### Action item A
List every hyphenated word that appears in the editorial on the Asia Pacific Summit.
### Action item B
Return the part of the Asia Pacific Summit editorial that begins at "Summit all downThe" and ends after "under different excuses.", copied word for word.

### Provided passage
== == ==

Summit all downThe aftermath of the Asia Pacific Summit has accentuated the government’s hypocrisies
Published at : December 25, 2018
Updated at : December 25, 2018 08:17
The negative ripples created by Prime Minister (PM) KP Oli’s involvement in the pretentious extravaganza of the Asia Pacific Summit, which was held under the aegis of an ill-famed ‘Universal Peace Federation,’ an international non-governmental organisation of the Republic of Korea, have not subsided. Members of the PM’s own party are determined to censure him for his willful participation. Incidentally, the event also unmasked several of Nepal’s political and media personalities who appear to have maintained a dubious nexus with the notoriously known proselytising religious outfit under different excuses.
The most painful fallout of the PM’s participation in the event is the irretrievable loss of his image as a ‘resolute nationalist’ that he garnered during the Indian blockade against Nepal three years ago. The act of sermonising on secular virtues—while at the same time displaying an amoral indifference to them in their public life—is one of the greatest hypocrisies of the Oli-Prachanda axis. The four-day long Asia Pacific Summit has also revealed that the government’s tentacles have alarmingly infiltrated almost every segment of Nepal’s national life.

== == ==

### Exercise data
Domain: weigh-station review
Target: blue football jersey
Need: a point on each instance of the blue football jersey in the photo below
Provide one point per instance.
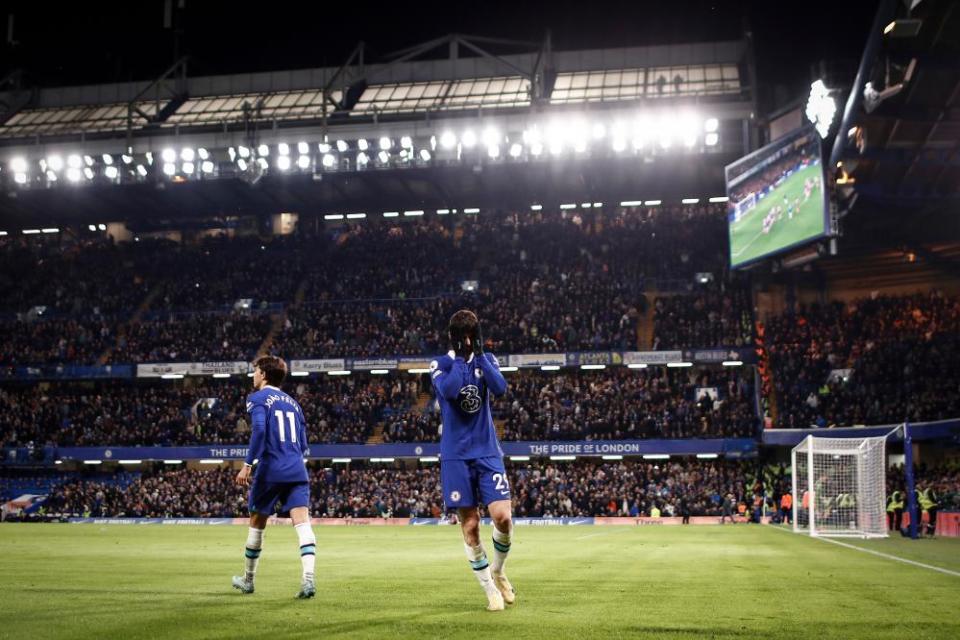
(278, 436)
(463, 390)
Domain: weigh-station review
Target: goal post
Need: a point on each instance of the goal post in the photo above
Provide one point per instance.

== == ==

### Reply A
ill-famed, non-governmental, Oli-Prachanda, four-day

### Reply B
Summit all downThe aftermath of the Asia Pacific Summit has accentuated the government’s hypocrisies
Published at : December 25, 2018
Updated at : December 25, 2018 08:17
The negative ripples created by Prime Minister (PM) KP Oli’s involvement in the pretentious extravaganza of the Asia Pacific Summit, which was held under the aegis of an ill-famed ‘Universal Peace Federation,’ an international non-governmental organisation of the Republic of Korea, have not subsided. Members of the PM’s own party are determined to censure him for his willful participation. Incidentally, the event also unmasked several of Nepal’s political and media personalities who appear to have maintained a dubious nexus with the notoriously known proselytising religious outfit under different excuses.